*** Excerpt provided
In 1971 the author and her husband, Guy (who have together written five books and innumerable articles on wilderness preservation, mountain climbing, and the outdoor life) gave up jobs in New York to move to Vermont and homestead. A planner by nature and temperamentally unsuited to the corporate world, Guy spent months making charts of how the couple could best live “a deliberate life.” Their goal was “to live on the land and for the land,” and, for twenty-nine years, they succeeded.
While outsiders might have considered Guy and Laura’s lifestyle sparse, the two found ways to accommodate their passions without giving up their principles. Guy, once a professional musician, moved his piano, and they both brought books. Friends came to visit, bringing gifts, and news from the outside world came via the post office. At moments, Laura’s descriptions of their rituals—Guy reading aloud to her as she finished dinner—sound idyllic.
On February 6th, 2000, Guy left Laura and the home they had built together. This book is a memoir of a woman forced to ask herself, “How could I support my husband’s decision to commit suicide?” The daughter of Thomas H. Johnson, one of the pre-eminent Emily Dickinson scholars, she had grown up in a household with an alcoholic genius for a father. Her mother alternated between rebellion and resentment, concealing her problems with alcohol much better than her husband. Educated at Hollins, Laura rejected the academic life, moving to New York and working as an editor before marrying. Long accustomed to keeping secrets, Laura rarely questioned Guy’s decisions.
******
*** Listed records
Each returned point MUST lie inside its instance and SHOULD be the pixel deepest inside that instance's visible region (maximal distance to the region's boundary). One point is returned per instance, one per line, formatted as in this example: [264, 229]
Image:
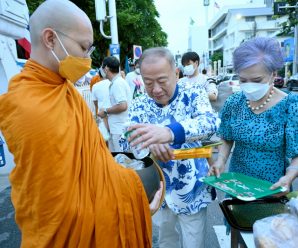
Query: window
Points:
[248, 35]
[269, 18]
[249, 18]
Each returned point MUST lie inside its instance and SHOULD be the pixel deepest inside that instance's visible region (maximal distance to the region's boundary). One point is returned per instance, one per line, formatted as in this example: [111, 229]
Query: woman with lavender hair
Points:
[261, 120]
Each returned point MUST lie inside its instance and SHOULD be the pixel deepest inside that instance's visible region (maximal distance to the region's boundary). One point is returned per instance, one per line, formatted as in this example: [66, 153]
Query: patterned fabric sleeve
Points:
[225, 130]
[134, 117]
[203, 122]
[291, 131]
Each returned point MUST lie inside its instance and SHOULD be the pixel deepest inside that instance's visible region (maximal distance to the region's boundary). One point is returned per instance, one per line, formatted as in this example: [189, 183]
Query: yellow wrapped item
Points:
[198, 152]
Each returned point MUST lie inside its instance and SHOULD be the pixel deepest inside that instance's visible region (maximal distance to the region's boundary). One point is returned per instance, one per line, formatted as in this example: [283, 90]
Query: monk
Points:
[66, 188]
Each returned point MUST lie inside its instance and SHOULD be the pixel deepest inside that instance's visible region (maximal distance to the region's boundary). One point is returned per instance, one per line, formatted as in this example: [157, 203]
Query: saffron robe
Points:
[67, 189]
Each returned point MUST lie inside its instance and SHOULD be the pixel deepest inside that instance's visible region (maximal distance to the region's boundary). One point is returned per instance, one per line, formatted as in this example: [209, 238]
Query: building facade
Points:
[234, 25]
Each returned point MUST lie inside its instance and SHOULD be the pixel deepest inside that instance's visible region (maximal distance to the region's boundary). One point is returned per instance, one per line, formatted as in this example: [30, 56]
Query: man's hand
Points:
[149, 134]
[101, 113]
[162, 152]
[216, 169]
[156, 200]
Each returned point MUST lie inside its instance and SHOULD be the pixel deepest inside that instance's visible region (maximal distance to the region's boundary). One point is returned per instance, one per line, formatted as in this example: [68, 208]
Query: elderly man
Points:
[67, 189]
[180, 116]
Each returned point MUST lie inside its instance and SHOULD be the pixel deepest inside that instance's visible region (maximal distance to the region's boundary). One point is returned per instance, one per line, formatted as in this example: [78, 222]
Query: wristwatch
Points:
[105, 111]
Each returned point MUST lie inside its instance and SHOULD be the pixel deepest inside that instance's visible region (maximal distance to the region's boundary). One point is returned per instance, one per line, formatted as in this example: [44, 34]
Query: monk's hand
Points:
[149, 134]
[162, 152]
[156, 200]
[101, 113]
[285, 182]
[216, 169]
******
*** Listed records
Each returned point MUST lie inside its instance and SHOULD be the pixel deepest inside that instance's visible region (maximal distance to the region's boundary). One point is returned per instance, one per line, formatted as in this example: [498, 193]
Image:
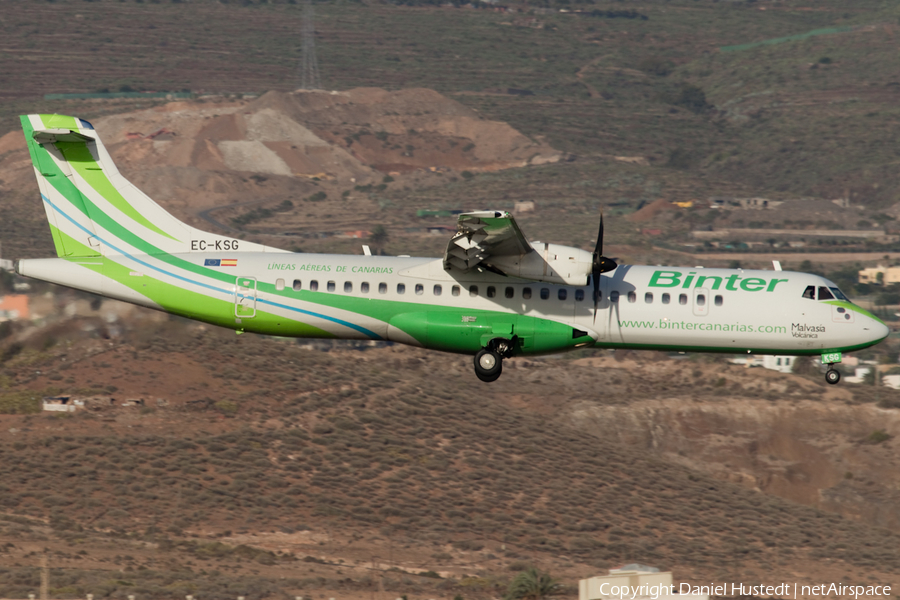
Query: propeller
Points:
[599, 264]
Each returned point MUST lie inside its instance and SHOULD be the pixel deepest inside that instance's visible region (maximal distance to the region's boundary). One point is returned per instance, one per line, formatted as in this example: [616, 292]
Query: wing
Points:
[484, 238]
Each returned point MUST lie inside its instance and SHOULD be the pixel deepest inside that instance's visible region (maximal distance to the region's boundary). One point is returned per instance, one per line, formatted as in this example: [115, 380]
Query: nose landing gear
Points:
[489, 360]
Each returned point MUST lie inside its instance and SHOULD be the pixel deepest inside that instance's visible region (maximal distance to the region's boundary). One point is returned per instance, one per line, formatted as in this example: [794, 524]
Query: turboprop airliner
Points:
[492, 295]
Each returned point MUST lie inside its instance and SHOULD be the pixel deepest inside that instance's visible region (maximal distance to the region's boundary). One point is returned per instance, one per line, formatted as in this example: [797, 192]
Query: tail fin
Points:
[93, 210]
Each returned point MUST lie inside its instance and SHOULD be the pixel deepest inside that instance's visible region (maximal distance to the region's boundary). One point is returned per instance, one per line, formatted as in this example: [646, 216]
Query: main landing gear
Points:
******
*** Listed records
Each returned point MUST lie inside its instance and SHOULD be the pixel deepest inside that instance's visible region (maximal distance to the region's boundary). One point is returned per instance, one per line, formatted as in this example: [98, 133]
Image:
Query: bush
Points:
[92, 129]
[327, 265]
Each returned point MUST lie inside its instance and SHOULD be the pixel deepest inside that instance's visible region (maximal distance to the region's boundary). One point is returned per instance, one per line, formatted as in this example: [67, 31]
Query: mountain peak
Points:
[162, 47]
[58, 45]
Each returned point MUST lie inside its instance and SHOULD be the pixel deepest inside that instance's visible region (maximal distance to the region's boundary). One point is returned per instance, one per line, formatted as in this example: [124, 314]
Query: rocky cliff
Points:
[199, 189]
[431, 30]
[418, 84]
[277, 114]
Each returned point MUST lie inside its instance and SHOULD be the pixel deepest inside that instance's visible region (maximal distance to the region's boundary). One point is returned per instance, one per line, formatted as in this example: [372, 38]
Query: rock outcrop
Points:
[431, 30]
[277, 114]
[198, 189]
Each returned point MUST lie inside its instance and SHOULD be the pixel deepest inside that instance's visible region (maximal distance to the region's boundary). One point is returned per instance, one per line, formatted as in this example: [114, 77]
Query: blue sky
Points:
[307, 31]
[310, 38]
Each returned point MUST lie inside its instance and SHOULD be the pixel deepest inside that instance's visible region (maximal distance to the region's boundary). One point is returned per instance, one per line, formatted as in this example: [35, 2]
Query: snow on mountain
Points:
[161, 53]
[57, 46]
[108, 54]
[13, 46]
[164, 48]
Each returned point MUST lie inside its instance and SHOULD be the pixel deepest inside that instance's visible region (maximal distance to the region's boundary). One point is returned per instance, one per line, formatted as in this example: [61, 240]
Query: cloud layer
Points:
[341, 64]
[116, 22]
******
Your goal: According to the text about the Vermont homesteading memoir, why did Laura rarely question Guy's decisions?

Result: The text says she had long been accustomed to keeping secrets. It ties this to her upbringing in a household with an alcoholic father and a mother who hid her own drinking.